#### Your task:
Transcribe all of the entries, matching each one exactly.
▶
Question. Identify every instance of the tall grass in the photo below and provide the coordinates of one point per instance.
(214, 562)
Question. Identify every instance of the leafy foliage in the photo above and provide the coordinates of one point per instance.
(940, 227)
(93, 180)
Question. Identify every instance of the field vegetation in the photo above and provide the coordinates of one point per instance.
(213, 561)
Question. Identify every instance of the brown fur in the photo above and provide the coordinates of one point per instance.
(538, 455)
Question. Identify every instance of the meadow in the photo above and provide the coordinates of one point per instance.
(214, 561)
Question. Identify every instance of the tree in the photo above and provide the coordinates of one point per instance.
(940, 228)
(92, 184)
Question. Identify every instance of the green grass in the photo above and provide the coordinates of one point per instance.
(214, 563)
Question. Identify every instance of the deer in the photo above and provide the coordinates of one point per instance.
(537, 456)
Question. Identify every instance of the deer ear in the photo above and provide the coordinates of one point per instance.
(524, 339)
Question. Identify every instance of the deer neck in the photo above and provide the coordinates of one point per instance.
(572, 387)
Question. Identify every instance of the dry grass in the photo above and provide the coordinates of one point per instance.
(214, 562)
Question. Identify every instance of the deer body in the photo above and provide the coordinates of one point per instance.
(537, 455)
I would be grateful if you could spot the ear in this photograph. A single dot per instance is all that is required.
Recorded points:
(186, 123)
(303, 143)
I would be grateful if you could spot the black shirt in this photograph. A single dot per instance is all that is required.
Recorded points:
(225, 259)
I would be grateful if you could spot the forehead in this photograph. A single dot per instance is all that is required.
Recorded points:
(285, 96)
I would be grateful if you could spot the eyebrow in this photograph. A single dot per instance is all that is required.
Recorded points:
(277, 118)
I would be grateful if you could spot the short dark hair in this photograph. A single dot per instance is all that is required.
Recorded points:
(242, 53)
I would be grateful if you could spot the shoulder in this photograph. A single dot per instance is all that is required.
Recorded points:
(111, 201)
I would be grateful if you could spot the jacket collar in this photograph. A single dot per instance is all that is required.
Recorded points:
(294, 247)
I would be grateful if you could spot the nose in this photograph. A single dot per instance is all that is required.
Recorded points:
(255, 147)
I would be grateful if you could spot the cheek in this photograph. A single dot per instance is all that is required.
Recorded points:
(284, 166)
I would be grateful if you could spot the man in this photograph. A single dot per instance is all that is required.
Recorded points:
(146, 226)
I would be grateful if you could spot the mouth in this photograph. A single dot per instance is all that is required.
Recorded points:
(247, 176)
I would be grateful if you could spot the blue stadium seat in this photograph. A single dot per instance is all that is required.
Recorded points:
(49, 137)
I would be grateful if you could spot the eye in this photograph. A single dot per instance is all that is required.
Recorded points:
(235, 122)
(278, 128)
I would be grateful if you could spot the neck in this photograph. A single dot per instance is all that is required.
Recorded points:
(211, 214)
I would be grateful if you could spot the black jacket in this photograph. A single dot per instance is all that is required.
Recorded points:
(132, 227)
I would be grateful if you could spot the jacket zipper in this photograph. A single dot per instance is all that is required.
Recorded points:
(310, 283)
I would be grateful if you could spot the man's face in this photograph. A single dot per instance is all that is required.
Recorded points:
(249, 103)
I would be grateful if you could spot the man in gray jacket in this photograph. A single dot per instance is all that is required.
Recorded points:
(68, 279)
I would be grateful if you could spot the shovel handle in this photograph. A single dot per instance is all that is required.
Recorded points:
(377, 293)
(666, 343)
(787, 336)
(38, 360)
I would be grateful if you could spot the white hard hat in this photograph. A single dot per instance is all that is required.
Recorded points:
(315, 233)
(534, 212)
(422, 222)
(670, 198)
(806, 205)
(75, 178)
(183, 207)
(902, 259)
◀
#### Response area:
Question. Identify every instance of the tall grass in the photo below and provide the coordinates of one point per instance.
(214, 562)
Question. Identify every instance of the leafy foliage in the photo above and provide the coordinates of one point per instance.
(940, 227)
(93, 180)
Question. Identify every instance of the field vegetation in the photo above and provide the coordinates of one point per instance.
(213, 561)
Question. Identify every instance of the brown fur in the photo above and provide the coordinates of one point per instance.
(538, 455)
Question. Identify every instance of the meadow in the photo above and provide the coordinates of one point per instance.
(214, 561)
Question. Identify every instance of the tree in the photo above and provide the coordinates of one point per instance.
(940, 228)
(92, 184)
Question. Identify every instance of the green grass in the photo above and provide the coordinates of one point per instance.
(214, 563)
Question. Identify every instance of the deer in the photo above and provide the coordinates of one point per instance.
(537, 456)
Question. Identify every instance of the deer ear in the photo above and provide the coordinates of one point per instance.
(524, 339)
Question. Identify every instance of the deer neck in the photo above and provide the coordinates of one point per instance.
(572, 387)
Question. Identify every instance of the dry grass in the photo above and provide the coordinates of one point per instance.
(214, 562)
Question. Identify every instance of the deer body in the photo above and provide the coordinates of one point per instance.
(537, 455)
I would be grateful if you could spot the ear in this photograph. A single dot per instance is all that is required.
Recorded points:
(186, 123)
(303, 143)
I would be grateful if you could spot the black shirt in this photograph. A single dot per instance is all that is required.
Recorded points:
(225, 259)
I would be grateful if you could spot the forehead in this photograph. A single dot per instance is all that is required.
Recorded points:
(285, 96)
I would be grateful if you could spot the eyebrow in this photograph. A single dot per instance is all that is required.
Recorded points:
(277, 118)
I would be grateful if you could spot the short dark hair in this photograph. A single dot per instance is all that is required.
Recorded points:
(242, 53)
I would be grateful if you could spot the shoulder in this photograph. A single dot per instance is all that is required.
Recorded points:
(111, 201)
I would be grateful if you could spot the jacket collar in this photograph. A single dot per instance is all that is required.
Recorded points:
(294, 247)
I would be grateful if you could spot the nose in this photograph. A single dot per instance is all that is required.
Recorded points:
(255, 147)
I would be grateful if you could spot the cheek in this photograph. A single dot per instance is all that is required.
Recorded points:
(284, 166)
I would be grateful if you could spot the man in this photograph. A single dot per instance is all that is required.
Recorded points:
(146, 226)
I would be grateful if you could spot the mouth in this photograph. A single dot per instance is all that is required.
Recorded points:
(247, 176)
I would be grateful if you could spot the blue stadium seat in this photograph. A single dot per instance is all that is required.
Recorded points:
(49, 137)
I would be grateful if you could spot the eye in this photograph. A single dot per instance is all that is required.
Recorded points:
(235, 122)
(278, 128)
I would be grateful if you could spot the neck in this photograph. A single dot per instance is all that is required.
Recorded points:
(211, 214)
I would be grateful if you could spot the black jacket in this photograph. A single dot per instance is all that is required.
Recorded points:
(132, 227)
I would be grateful if you could spot the jacket zipper in this photograph. A single dot per instance is all that is required.
Recorded points:
(310, 283)
I would be grateful if you could spot the man's face in this photograph. A single dot per instance is all that is required.
Recorded points:
(249, 103)
I would be grateful if you could spot the man in gray jacket in this photograph. A single dot per instance is all that is required.
Recorded points:
(68, 279)
I would be grateful if you could spot the shovel handle in this photograph. A single dot per instance is all that is required.
Recorded points:
(377, 293)
(666, 343)
(787, 336)
(38, 360)
I would be grateful if you could spot the white hard hat in this photograph. A single dot per instance is all that is required.
Recorded points:
(315, 233)
(534, 212)
(422, 222)
(670, 198)
(806, 205)
(75, 178)
(183, 207)
(902, 259)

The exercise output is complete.